→ **DOCUMENT SEGMENT**
Very sensible. Is any one in Pakistan listening ??
Three Quotes from this Edit:
1."Not only that, the Pakistani media and the opinion of the common man as reflected in polls are fully behind the aggressive albeit isolationist stance adopted by the Pakistan Army"
2."Hence no one should complain that Pakistan’s foreign policy is in the hands of GHQ"
3."It is flawed because it is introverted and presumes the kind of economic muscle Pakistan doesn’t have."
So the devolution of Paki Foreign policy to GHQ is correct but the Foreign Policy it delivers is faulty. Huh?
Economic Muscle? Duh?

→ **STUDY MATERIAL**
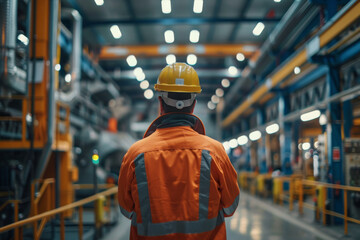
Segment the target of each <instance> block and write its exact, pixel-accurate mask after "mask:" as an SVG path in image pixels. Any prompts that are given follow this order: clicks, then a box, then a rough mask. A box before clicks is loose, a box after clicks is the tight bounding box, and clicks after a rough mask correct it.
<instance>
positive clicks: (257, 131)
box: [249, 130, 261, 141]
mask: <svg viewBox="0 0 360 240" xmlns="http://www.w3.org/2000/svg"><path fill="white" fill-rule="evenodd" d="M249 138H250V140H251V141H256V140H258V139H260V138H261V132H260V131H259V130H256V131H253V132H251V133H250V134H249Z"/></svg>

→ **BRIEF 1**
Return the part of the comment on Pakistan's foreign policy that opens with the words containing "Three Quotes from" and closes with "is faulty. Huh?".
→ **BRIEF 2**
Decide whether each statement agrees with the comment on Pakistan's foreign policy, answering yes or no and quoting the deciding words: (a) The comment quotes three passages from the editorial. (b) The second quoted passage says Pakistan's foreign policy is in the hands of the Foreign Office. (c) The third quoted passage calls the policy flawed because it is introverted.
→ **BRIEF 3**
According to the third quotation in the comment on Pakistan's foreign policy, what does the policy presume?

→ **WORKED SOLUTION 1**
Three Quotes from this Edit:
1."Not only that, the Pakistani media and the opinion of the common man as reflected in polls are fully behind the aggressive albeit isolationist stance adopted by the Pakistan Army"
2."Hence no one should complain that Pakistan’s foreign policy is in the hands of GHQ"
3."It is flawed because it is introverted and presumes the kind of economic muscle Pakistan doesn’t have."
So the devolution of Paki Foreign policy to GHQ is correct but the Foreign Policy it delivers is faulty. Huh?

→ **WORKED SOLUTION 2**
(a) Yes: "Three Quotes from this Edit:"
(b) No: "Pakistan’s foreign policy is in the hands of GHQ"
(c) Yes: "It is flawed because it is introverted"

→ **WORKED SOLUTION 3**
It presumes the kind of economic muscle Pakistan doesn’t have.